> _Arbeitsauftrag A_: Woraus wurden die Wege durch den Morast laut dem Textausschnitt über das Lager in Grande-Synthe angelegt?
> _Arbeitsauftrag B_: Knüpfe an den Textausschnitt über das Lager in Grande-Synthe an und schreibe ihn nach dem letzten Satz weiter.

> _Textausschnitt_:
--------
Über die Zeit hinweg konnten wir Wege aus Schotter und Paletten durch den Morast ziehen und die wichtigsten Stellen des Jungles miteinander verbinden. Solche Aufgaben benötigten viele Hände und genügend Baumaterial. Letzteres wurde problematisch, nachdem ein Einfuhrstopp für Baumaterial verhängt wurde. Eine Begründung wurde nie gegeben.

Während der Jungle im benachbarten Calais schrittweise geräumt wurde, wollten die Behörden wohl verhindern, dass er in Grande-Synthe weiter wächst. Einige der Vertriebenen, vor allem die Kurden, kamen aber trotzdem. So mussten wir Baumaterial und die dringend benötigten Zelte an der Eingangskontrolle vorbei schmuggeln – entweder durch den Wald oder im Kleinlastwagen, versteckt unter dem Brennholz. Seit einigen Tagen gilt das Verbot für fast alles ausser für Lebensmittel.

Während sich unsere Arbeit allmählich erschwerte, war auch unter den Leuten im Camp eine zunehmende Entmutigung spürbar. «Lieber gehe ich zurück in den Krieg, als hier zu bleiben». Solche Aussagen hörte ich mehrmals. Einzelne taten es auch. Viele gaben zunehmend die Hoffnung auf, nach England zu gelangen – wo in vielen Fällen Familienmitglieder auf sie warten. Einige versuchen es seit über sechs Monaten. Zwischen drei und zehntausend Euro bezahlen sie den Schleppern für die Überfahrt. Diese helfen ihnen, unentdeckt in die Lastwagen nach England zu gelangen. Je nach höhe des Betrages, bestechen sie auch die Fahrer.
--------
> _Übungsdaten_:
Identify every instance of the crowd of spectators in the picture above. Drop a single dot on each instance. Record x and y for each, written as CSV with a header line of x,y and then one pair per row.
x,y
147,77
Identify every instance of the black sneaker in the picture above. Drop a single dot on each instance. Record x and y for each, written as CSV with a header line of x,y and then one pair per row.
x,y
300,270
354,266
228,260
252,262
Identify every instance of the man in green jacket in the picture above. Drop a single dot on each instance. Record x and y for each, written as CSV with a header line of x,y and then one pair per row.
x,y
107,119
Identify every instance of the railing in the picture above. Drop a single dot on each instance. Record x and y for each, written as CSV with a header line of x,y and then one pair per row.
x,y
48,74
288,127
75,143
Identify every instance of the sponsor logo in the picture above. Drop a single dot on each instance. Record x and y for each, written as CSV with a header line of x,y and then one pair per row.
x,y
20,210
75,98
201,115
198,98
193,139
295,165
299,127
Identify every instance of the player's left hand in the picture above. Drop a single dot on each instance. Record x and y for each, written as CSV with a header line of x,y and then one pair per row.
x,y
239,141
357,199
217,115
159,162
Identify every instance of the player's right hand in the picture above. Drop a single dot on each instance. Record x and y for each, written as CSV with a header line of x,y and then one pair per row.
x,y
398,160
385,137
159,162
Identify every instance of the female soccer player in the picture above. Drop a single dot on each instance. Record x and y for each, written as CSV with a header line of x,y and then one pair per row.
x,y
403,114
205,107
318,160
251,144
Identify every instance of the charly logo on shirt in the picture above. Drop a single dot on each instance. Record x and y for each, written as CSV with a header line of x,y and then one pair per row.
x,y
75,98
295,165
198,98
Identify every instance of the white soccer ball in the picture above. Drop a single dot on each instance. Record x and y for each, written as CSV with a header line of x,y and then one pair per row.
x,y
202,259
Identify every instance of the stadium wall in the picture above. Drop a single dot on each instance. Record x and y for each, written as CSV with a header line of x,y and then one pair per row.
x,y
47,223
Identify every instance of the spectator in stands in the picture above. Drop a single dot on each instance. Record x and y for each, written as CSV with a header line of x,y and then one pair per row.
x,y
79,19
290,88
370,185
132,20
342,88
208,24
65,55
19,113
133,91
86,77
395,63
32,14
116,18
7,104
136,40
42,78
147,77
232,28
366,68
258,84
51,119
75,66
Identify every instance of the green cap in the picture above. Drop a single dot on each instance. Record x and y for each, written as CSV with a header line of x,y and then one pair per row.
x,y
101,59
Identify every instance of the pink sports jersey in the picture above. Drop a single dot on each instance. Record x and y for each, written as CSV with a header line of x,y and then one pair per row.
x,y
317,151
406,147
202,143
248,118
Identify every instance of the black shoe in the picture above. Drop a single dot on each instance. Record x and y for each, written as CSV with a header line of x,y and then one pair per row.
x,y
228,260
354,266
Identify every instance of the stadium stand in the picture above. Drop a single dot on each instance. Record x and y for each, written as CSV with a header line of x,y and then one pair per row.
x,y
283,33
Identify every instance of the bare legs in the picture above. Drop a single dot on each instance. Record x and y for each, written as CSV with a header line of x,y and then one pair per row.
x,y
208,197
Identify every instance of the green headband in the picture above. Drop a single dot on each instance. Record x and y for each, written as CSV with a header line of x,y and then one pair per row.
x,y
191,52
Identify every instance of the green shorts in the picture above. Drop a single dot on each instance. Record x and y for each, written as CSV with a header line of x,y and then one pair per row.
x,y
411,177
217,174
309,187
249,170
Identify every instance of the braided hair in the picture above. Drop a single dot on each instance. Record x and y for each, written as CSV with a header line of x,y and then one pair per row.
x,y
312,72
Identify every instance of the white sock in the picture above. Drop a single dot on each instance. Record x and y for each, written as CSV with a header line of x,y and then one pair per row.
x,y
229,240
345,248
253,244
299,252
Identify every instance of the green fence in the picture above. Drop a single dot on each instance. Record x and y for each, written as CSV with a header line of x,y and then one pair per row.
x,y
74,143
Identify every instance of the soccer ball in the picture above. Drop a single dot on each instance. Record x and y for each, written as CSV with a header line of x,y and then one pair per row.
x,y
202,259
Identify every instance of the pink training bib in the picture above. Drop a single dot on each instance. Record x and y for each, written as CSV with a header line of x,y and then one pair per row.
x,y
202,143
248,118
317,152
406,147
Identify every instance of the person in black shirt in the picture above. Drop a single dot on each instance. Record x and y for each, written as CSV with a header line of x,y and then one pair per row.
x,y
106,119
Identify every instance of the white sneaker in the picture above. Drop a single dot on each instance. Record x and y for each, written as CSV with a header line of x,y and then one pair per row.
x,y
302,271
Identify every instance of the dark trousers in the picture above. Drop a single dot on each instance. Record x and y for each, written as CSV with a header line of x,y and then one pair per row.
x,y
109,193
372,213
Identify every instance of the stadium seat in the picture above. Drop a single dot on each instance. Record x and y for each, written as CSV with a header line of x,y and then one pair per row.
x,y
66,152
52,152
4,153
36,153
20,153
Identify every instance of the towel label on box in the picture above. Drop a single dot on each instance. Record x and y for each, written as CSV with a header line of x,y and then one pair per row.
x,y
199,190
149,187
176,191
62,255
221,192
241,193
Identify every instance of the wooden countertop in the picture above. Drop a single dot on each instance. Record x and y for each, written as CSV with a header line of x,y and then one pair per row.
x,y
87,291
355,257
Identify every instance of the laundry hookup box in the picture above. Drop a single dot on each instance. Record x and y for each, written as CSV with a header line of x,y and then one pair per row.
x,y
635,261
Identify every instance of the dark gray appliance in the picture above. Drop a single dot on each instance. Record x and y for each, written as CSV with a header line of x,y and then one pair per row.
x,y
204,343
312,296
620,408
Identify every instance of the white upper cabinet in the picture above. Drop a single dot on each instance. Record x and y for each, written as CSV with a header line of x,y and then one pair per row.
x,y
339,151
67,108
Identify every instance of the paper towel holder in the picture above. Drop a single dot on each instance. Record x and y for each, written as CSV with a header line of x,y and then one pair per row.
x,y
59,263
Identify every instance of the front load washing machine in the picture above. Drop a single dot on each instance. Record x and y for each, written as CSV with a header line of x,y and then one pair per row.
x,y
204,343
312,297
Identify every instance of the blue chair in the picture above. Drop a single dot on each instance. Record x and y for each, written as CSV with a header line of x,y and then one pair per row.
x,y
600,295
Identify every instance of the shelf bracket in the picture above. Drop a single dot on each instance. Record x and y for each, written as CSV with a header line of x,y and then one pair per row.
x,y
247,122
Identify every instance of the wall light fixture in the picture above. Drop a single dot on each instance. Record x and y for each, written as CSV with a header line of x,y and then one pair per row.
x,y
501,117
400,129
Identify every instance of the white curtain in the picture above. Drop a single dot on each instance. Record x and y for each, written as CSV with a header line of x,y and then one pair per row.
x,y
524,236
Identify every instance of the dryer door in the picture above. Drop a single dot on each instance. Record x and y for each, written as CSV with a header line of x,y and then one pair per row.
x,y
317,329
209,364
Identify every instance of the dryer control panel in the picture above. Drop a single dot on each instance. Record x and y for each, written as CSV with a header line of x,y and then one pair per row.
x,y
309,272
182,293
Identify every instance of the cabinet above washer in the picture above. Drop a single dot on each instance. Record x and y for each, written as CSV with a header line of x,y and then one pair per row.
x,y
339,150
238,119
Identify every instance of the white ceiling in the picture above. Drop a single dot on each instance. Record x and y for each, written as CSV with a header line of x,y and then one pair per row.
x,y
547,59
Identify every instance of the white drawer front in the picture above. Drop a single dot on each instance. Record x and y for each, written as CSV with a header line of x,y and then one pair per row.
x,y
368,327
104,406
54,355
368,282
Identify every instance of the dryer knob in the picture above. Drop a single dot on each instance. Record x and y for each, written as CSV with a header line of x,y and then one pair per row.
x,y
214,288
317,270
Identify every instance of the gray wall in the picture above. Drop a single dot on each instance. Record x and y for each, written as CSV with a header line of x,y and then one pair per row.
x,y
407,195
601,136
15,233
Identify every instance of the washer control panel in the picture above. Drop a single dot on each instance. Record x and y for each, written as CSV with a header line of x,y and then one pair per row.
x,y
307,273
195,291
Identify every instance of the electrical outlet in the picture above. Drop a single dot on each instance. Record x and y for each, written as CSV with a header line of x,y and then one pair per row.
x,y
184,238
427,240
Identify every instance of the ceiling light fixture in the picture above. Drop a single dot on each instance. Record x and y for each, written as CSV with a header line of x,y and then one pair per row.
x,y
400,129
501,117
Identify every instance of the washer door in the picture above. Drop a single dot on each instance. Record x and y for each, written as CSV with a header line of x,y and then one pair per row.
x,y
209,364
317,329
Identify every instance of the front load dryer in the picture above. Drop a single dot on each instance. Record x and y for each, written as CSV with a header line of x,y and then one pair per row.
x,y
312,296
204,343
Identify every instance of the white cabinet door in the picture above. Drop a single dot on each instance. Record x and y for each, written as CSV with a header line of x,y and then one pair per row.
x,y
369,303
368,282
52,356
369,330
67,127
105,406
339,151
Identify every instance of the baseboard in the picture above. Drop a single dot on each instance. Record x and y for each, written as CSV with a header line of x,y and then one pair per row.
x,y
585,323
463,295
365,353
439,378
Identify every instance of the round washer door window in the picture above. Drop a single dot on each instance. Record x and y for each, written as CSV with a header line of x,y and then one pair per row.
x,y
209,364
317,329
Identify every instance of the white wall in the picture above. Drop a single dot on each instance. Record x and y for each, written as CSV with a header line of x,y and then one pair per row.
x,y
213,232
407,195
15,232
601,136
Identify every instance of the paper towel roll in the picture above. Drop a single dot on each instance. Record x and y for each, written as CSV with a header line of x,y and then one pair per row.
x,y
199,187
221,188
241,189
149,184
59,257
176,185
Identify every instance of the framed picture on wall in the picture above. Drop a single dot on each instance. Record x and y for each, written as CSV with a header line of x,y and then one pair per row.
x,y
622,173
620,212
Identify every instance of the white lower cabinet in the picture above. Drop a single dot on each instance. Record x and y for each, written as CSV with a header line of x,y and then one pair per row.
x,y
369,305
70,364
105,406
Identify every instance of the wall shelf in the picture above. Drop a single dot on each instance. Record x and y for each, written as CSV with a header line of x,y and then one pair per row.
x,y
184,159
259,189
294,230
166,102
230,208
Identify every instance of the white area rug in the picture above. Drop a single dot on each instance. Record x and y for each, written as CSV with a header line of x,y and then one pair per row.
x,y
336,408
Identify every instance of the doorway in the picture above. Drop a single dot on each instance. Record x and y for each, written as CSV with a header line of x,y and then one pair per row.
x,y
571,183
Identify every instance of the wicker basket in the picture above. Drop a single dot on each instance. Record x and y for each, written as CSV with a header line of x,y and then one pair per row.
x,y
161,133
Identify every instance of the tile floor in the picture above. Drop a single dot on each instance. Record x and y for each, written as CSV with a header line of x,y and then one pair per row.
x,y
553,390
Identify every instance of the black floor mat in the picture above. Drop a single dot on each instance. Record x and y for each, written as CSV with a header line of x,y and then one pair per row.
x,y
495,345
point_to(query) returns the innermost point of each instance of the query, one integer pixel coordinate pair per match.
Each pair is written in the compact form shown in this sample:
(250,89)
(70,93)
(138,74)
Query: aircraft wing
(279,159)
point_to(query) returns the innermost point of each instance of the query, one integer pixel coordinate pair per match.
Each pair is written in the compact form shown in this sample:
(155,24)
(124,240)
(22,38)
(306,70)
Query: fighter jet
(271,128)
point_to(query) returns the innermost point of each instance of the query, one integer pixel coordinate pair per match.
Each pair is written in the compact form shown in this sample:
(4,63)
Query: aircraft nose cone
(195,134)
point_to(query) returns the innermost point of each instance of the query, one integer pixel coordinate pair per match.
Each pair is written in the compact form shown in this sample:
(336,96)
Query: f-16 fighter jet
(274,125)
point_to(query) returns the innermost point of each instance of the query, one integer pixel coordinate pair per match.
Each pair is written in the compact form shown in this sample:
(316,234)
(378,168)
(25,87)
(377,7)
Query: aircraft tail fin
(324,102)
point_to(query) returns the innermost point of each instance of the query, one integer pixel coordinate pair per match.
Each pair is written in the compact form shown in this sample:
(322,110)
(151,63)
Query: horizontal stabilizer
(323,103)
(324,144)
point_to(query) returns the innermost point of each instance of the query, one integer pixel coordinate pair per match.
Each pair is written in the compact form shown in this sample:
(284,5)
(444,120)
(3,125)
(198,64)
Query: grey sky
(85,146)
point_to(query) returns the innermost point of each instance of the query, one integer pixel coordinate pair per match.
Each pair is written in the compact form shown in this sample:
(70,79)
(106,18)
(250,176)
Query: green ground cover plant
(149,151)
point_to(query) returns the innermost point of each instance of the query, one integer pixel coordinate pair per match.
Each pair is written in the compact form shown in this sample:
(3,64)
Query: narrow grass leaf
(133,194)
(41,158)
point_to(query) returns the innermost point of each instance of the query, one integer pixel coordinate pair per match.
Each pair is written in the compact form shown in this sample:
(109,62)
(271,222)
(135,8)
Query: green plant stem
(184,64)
--------
> _Antwortfeld A_: Aus Schotter und Paletten.

> _Antwortfeld B_:
Die Schlepper trugen ihren Teil zur Verschlechterung der Stimmung bei. Bei Machtkämpfen innerhalb der mafiösen Strukturen kam es zu mehreren Schusswechseln mitten im Camp, die zu einigen wenigen Verletzten führten. Bis dahin unterschied sich Grande-Synthe von Calais vor allem darin, dass es zwar wesentlich dreckiger und unorganisierter war, es dafür kaum Konflikte gab. Fortan lag aber auch hier konstant Spannung in der Luft.

Wir gehen auf einem Steg aus rutschigen und durchgebrochenen Paletten zurück Richtung Küche. Bis jetzt gibt es kein neues Feuer. Am Ende des Stegs, auf der Strasse, die durch das Camp führt, treffen wir auf eine Gruppe Volunteers.

Fast schon nostalgisch unterhalten wir uns über den Jungle. Bald ist es vorbei. Morgen wird hier definitiv dicht gemacht. Toby (Name geändert), einer der britischen Freiwilligen, zieht eine Flasche Schnaps aus der Tasche. Wir nehmen einen kräftigen Schluck davon.

«Wir können stolz auf uns sein!», sagt Toby. Niemand sei gestorben. Wir lachen. Lustig ist es nicht. Dass es keine Toten gab – nicht den schlimmstmöglichen Ausgang nahm – sollte mitten in Europa kein Erfolg sein. Doch in Anbetracht der Umstände ist es einer.

Vielleicht ist dieser Erfolg nur dem milden Winter zu verdanken. Ich denke an die wenigen, wirklich kalten Tage. Wie ich unter einem Berg Wolldecken mit eingeheiztem Ofen in der Küche einzuschlafen versuchte, im Wissen, dass nur einige, vor allem die Familien, Öfen in ihren Zelten haben. Ich denke daran wie wir nervös wurden, wenn eine Brennholzlieferungen ausfiel.

Ich nehme nochmal einen Schluck und gehe weiter. Statt zurück zur Küche, schlendere ich durch den verlassenen Jungle und geniesse die Stille. So leer habe ich den Ort noch nie erlebt. Selbst mitten in der Nacht wurde ich oft noch um irgendwas gefragt oder zum Tee eingeladen. Für sich alleine war man hier nie.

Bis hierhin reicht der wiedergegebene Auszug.